■ SOURCE PASSAGE:
::::::

The Mustang scout who never quit: Injured Cav troop has no regrets
April 3, 2008
FORT HOOD, Texas - Just about every Soldier in the 1st Cavalry Division who comes back from Iraq gets to march across Cooper Field here on Fort Hood as part of the welcome home ceremony.
After two trips to Iraq, numerous injuries, months of rehab and two Purple Hearts, Sgt. 1st Class Carl Pasco has yet to walk across Cooper Field with his troops.
In June, 2004, during his first tour of duty in Iraq, then Staff Sgt. Pasco was conducting what began as a routine patrol through the area he and his platoon were assigned to in Baghdad.
Within a blink of an eye, a huge explosion ripped through his vehicle damaging his right leg and face severely enough to take him out of the fight for the next 11 months.
"I was out cold for three days," Pasco said.
Once he awoke, Pasco began the recovery process that would take over nine months to complete. On top of his injuries, Pasco also found out he had an arrhythmia, an irregular beating of the heart, and was also later in a severe car collision while he was going to a funeral in Indiana for one of his Soldiers who was killed in the explosion.
After months and months of rehabilitation and turning a blind eye to pain and restrictions, Pasco was finally allowed to return to full duty.
When the time came for another rotation, Headquarters and Headquarters Company's top noncommissioned officer and Pasco's supervisor, 1st Sgt. John Aldrich, gave him an opportunity to lead a platoon. Instead of a scout platoon he was familiar with, he took over as the noncommissioned officer in charge of the mortar platoon.
According to Aldrich, Pasco immersed himself into the job by training constantly with his new troops and getting to know them individually. During the push to get ready for the next deployment, word came down that the mortar platoon would serve as the personal security detail for the 1st Battalion, 8th Cavalry Regiment's commander, Lt. Col. Jeffrey Sauer, and their top NCO, Command Sgt. Maj. Horace Gilbert.
The battalion deployed with the rest of the 2nd Brigade Combat Team, 1st Cavalry Division but was sliced off and sent further west to supplement the 2nd Brigade, 2nd Infantry Division headquartered on Forward Operating Bases Rustimaya and Loyalty.
After an entire year went by, Pasco was beginning to feel relieved about his second tour coming to an end, said Aldrich.
That was until the second improvised explosive device he would encounter hit even harder than the first one.
An explosively-formed projectile ripped through the right side of the vehicle Pasco was riding in. A Soldier and an interpreter were killed and two others were injured by the blast. EFPs like the one that hit Pasco's truck are particularly deadly because they spew a molten slug of metal at the intended target. One of the molten slugs smashed through his door, then through his right shoulder and his jaw before finally killing his driver.
"I couldn't really tell how bad I was injured," he said. "I remember a loud noise and someone screaming. I realized it was me who was screaming and told myself to 'shut up.'"
Pasco remembers hazy details of what happened afterward. He remembers Command Sgt. Maj. Gilbert jumping in the vehicle to see who needed help. He also remembers the interpreter who was with them, Ahmed, telling him he was wounded shortly before he died.

::::::

■ PARTS OF THE EXERCISE:
1/ According to the Pasco article, why are explosively-formed projectiles like the one that hit Pasco's truck especially deadly? Answer in one to three sentences.
2/ Retype the Pasco article from "According to Aldrich, Pasco" up to and including "the first one.".
Nothing in the rows is needed here.

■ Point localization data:
::::::

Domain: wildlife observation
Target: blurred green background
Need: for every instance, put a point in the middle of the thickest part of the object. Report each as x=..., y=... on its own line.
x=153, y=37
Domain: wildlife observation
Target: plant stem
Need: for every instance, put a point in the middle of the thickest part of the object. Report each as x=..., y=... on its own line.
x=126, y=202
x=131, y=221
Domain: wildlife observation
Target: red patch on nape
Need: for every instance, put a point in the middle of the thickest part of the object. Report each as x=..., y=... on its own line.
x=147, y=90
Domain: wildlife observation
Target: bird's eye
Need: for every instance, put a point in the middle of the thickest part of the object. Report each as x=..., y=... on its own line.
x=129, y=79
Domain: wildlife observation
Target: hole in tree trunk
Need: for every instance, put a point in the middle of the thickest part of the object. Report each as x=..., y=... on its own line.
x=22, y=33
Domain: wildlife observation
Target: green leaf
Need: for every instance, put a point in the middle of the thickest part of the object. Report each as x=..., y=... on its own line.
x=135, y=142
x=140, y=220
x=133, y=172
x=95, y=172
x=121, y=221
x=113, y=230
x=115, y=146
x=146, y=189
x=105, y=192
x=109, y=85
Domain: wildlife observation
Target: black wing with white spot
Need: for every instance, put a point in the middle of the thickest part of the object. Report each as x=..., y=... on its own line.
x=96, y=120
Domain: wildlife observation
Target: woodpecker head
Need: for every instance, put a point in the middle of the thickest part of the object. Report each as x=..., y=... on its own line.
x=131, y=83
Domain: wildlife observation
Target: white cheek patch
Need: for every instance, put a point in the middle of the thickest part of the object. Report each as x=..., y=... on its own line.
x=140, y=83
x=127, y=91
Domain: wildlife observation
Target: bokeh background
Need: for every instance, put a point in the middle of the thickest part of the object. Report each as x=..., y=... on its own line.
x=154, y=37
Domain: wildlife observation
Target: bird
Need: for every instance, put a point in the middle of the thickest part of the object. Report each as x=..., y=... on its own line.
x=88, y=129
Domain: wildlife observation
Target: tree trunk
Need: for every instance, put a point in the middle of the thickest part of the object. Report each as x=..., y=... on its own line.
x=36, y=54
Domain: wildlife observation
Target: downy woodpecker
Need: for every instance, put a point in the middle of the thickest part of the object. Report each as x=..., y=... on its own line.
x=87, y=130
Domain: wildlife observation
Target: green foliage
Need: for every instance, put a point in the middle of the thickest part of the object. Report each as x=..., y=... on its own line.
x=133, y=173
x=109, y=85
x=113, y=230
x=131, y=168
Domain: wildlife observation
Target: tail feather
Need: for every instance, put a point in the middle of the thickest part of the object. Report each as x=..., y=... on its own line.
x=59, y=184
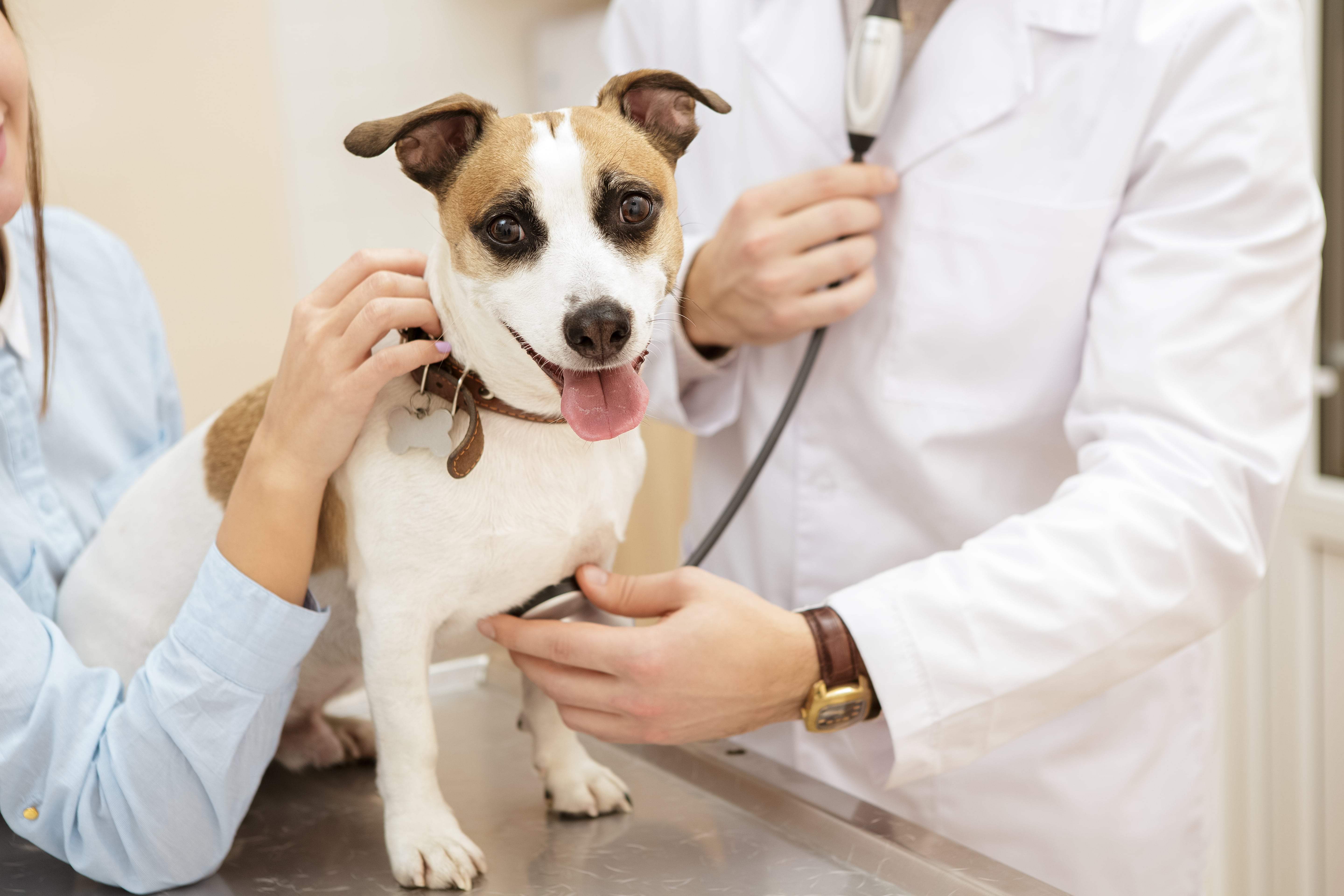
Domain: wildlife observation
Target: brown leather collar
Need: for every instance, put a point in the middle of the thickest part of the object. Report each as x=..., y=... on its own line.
x=441, y=379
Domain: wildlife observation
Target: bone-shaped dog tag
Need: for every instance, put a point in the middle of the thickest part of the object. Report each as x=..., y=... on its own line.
x=406, y=430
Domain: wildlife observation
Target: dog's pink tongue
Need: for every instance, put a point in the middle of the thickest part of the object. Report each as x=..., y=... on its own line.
x=601, y=405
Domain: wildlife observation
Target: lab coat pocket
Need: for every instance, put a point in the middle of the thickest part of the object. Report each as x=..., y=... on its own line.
x=991, y=301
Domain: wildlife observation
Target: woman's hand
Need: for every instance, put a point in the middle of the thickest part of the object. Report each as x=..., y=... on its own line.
x=327, y=383
x=720, y=663
x=760, y=279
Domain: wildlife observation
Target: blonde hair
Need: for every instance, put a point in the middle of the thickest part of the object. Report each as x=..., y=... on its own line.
x=46, y=299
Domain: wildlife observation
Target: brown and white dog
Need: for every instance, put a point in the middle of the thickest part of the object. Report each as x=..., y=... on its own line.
x=560, y=242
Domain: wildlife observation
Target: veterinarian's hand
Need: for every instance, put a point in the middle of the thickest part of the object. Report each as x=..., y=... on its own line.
x=757, y=280
x=721, y=660
x=327, y=383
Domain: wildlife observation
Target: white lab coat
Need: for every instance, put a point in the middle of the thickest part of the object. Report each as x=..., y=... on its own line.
x=1045, y=463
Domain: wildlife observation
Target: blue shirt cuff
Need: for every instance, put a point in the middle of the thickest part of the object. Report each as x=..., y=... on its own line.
x=244, y=632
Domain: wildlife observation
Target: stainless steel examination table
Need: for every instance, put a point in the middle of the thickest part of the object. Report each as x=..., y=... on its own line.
x=709, y=819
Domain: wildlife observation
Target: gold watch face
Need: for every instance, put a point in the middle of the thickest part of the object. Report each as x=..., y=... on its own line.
x=836, y=708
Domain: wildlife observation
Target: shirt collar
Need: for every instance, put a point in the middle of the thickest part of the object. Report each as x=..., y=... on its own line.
x=14, y=330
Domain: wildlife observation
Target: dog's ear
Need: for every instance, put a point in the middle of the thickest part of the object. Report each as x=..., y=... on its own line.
x=662, y=104
x=431, y=142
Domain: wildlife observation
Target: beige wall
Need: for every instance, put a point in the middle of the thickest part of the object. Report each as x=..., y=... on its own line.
x=161, y=122
x=209, y=138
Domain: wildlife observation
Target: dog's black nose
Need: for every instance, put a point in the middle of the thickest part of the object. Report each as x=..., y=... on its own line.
x=599, y=331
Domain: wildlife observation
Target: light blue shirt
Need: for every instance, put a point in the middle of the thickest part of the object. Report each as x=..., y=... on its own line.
x=143, y=789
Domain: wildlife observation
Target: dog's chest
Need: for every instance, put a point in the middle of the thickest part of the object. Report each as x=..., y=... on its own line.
x=541, y=503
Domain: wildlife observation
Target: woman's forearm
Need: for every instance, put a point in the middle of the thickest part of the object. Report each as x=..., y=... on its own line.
x=271, y=525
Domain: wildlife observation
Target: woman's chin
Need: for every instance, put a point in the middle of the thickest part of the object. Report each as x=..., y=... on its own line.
x=11, y=198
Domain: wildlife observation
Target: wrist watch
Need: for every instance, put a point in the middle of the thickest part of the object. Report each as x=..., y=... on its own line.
x=843, y=696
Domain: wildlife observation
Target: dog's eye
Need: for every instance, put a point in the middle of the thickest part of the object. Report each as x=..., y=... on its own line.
x=635, y=209
x=506, y=230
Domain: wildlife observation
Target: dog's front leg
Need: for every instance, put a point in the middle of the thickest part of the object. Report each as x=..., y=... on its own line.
x=425, y=844
x=576, y=785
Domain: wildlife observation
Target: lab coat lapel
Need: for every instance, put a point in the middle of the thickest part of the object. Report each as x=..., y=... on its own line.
x=974, y=68
x=800, y=49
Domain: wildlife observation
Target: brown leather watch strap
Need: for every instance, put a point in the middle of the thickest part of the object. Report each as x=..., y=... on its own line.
x=836, y=652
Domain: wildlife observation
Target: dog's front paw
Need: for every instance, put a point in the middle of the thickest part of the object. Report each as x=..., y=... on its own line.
x=429, y=850
x=584, y=789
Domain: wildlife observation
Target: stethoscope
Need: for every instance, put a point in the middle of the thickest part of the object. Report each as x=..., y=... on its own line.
x=873, y=74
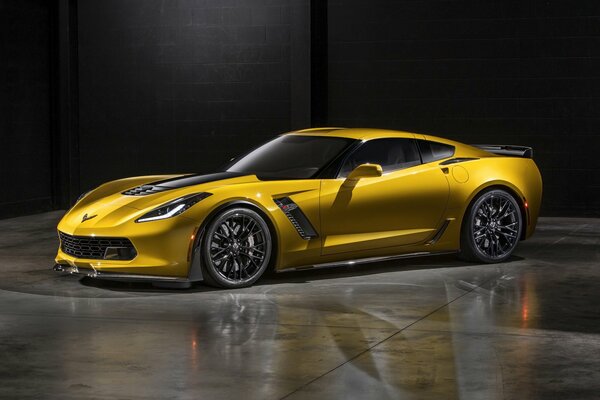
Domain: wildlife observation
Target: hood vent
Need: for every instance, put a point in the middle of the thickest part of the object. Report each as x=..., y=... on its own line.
x=145, y=190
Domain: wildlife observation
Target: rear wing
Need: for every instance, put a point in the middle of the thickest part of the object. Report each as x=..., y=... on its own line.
x=506, y=150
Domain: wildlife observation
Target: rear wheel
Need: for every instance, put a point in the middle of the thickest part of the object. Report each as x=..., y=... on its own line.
x=491, y=228
x=236, y=249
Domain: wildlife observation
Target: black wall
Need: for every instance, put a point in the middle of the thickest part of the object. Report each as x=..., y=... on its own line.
x=179, y=86
x=98, y=90
x=509, y=72
x=25, y=90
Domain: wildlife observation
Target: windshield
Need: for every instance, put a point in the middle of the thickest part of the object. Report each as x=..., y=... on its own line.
x=291, y=157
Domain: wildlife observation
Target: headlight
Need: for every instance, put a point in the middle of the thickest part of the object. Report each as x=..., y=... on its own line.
x=173, y=208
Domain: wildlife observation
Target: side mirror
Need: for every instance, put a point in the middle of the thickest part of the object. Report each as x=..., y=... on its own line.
x=363, y=171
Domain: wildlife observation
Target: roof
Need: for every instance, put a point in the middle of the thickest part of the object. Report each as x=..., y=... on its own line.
x=373, y=133
x=355, y=133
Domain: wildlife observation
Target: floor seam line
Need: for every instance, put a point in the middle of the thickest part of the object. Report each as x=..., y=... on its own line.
x=382, y=341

::::::

■ RESULTS:
1/ They are particularly deadly because they spew a molten slug of metal at the intended target.

2/
According to Aldrich, Pasco immersed himself into the job by training constantly with his new troops and getting to know them individually. During the push to get ready for the next deployment, word came down that the mortar platoon would serve as the personal security detail for the 1st Battalion, 8th Cavalry Regiment's commander, Lt. Col. Jeffrey Sauer, and their top NCO, Command Sgt. Maj. Horace Gilbert.
The battalion deployed with the rest of the 2nd Brigade Combat Team, 1st Cavalry Division but was sliced off and sent further west to supplement the 2nd Brigade, 2nd Infantry Division headquartered on Forward Operating Bases Rustimaya and Loyalty.
After an entire year went by, Pasco was beginning to feel relieved about his second tour coming to an end, said Aldrich.
That was until the second improvised explosive device he would encounter hit even harder than the first one.